_EXTRAIT RETENU:_
Plus concrètement, un enseignant est capable de formuler un objectif
comme « intégrer la classe inversée dans sa
pratique » et il est capable de poursuivre son objectif en
participant, par exemple, à un MOOC qui traite de ce sujet, en consultant
des tutoriels sur la réalisation de capsules vidéos ou en lisant
des articles scientifiques au sujet de méthodes pédagogiques
actives.
2.2. Le numérique et l’agentivité des enseignants
Notre présupposé de départ est que le numérique
peut contribuer à l’agentivité en ce sens qu’il offre
l’occasion à l’enseignant d’exercer sa capacité
à sélectionner et à séquencer des ressources de
développement professionnel selon le contenu, le niveau de
difficulté, le soutien offert, etc. En permettant aux enseignants
d’exercer un certain contrôle, on stimule le développement de
stratégies de régulation (Vandewaetere, 2011).
Cependant, trop miser sur le numérique pourrait inhiber le transfert ou
l’émergence de stratégies de régulation soutiennent
Goodyear et al. (Goodyear et al., 2014).

_TÂCHES À RÉALISER:_
1. Dans l'extrait, quelle référence appuie l'idée que laisser un certain contrôle aux enseignants stimule le développement de stratégies de régulation ?
2. Sélectionnez chaque ligne des entrées qui contient la chaîne « yellow », en tenant compte de la casse.

_DONNÉES D'ENTRÉE:_

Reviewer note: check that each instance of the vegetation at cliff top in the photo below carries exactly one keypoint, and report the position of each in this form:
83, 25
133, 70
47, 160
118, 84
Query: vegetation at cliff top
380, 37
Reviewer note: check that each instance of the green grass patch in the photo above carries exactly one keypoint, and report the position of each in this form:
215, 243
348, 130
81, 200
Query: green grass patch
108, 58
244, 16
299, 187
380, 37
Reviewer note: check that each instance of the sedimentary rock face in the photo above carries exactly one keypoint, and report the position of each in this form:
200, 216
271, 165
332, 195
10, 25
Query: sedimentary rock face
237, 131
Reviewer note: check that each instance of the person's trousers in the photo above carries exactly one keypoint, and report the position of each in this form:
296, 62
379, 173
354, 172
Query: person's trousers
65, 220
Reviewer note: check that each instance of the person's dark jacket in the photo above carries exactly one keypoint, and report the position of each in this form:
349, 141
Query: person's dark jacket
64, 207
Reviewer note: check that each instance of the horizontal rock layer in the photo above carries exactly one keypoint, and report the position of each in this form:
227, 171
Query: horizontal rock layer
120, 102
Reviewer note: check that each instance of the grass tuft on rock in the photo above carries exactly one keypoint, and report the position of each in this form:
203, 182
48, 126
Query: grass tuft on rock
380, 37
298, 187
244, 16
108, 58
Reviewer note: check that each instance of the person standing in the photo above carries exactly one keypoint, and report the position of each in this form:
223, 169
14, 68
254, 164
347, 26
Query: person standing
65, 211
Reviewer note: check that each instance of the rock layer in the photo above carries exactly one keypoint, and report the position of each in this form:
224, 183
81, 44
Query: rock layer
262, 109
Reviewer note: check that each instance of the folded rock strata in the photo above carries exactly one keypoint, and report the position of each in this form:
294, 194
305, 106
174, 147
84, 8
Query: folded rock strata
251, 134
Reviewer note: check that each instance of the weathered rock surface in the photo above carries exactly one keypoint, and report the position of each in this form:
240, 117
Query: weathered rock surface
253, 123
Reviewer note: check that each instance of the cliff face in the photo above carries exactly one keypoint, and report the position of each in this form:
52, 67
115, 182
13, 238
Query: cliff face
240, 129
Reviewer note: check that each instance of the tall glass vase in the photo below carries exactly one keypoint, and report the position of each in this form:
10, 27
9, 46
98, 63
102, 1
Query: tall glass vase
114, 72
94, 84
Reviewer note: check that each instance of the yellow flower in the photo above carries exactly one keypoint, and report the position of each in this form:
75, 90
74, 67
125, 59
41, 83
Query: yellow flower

_RÉPONSES FOURNIES:_
1. Vandewaetere (2011).

2.
Reviewer note: check that each instance of the yellow flower in the photo above carries exactly one keypoint, and report the position of each in this form:
Query: yellow flower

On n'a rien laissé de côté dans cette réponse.